### What you need to do
Answer these from the text on agency workers' rights:
(a) By what date must all countries give limited equality to temporary agency workers?
(b) How many weeks must an agency worker spend in a role before equal pay applies?
(c) In the government's view, who should bear the primary liability for failing to comply?

### Text extract
[Begin]

A new EU law comes into effect in 2011 obliging companies to give temporary agency workers the same employment rights as permanent staff, bar pensions and maternity leave. But there are ways round it, as Fiona Rushworth reveals.


Our business makes regular use of temporary agency workers as waiters and reception staff. We need the flexibility to end their contracts on short notice if business slows down. These workers earn less than our permanent staff, and we can't afford to pay them any more. I've heard there's a new EU directive on the way that's going to make me treat them the same as our permanent workers, with the same benefits. Is this true?


The Council of the European Union has issued a directive aimed at ensuring all countries give limited equality to temporary agency workers by 5 December 2011. The UK Government has started a consultation process for its implementation. The legislation will focus only on temporary workers who are supplied by agencies, not permanent employees.

The proposal is that agency workers who have spent 12 weeks with an employer doing substantively the same role should be given equal rights to permanent employees in a similar role. The equal rights principle would apply only to pay and basic working and employment conditions.

The primary liability for a failure to comply with the obligations should, in the government's view, rest with the agency rather than the end-user, although the end-user may be liable if it fails to provide relevant information to the agency.


When the law comes into force in the UK - which could be at any time before December 2011 - it is currently proposed that you will need to start giving temporary agency workers the same pay as your permanent employees doing a similar role, once they have been in that role for 12 weeks.

You will also have to treat them the same as permanent employees with regard to certain other rights, such as:

  • working hours;
  • overtime and shift allowances;
  • breaks;
  • holidays;
  • bonuses directly related to individual performance or output.

However, you won't have to give them access to less basic employment benefits, such as pensions, paid maternity leave, and private health insurance.

If you cannot afford to give agency workers the same rate of pay and basic benefits as your permanent staff, bear in mind that, under current proposals, you will not have do so for the first 12 weeks that they work for you. At 12 weeks, you have the option to stop using that particular agency worker.

[End]

### Information supplied

[Begin]

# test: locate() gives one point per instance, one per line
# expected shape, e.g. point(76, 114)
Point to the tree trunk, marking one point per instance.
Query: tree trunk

[End]

### Worked solution
(a) 5 December 2011
(b) 12 weeks
(c) The agency, rather than the end-user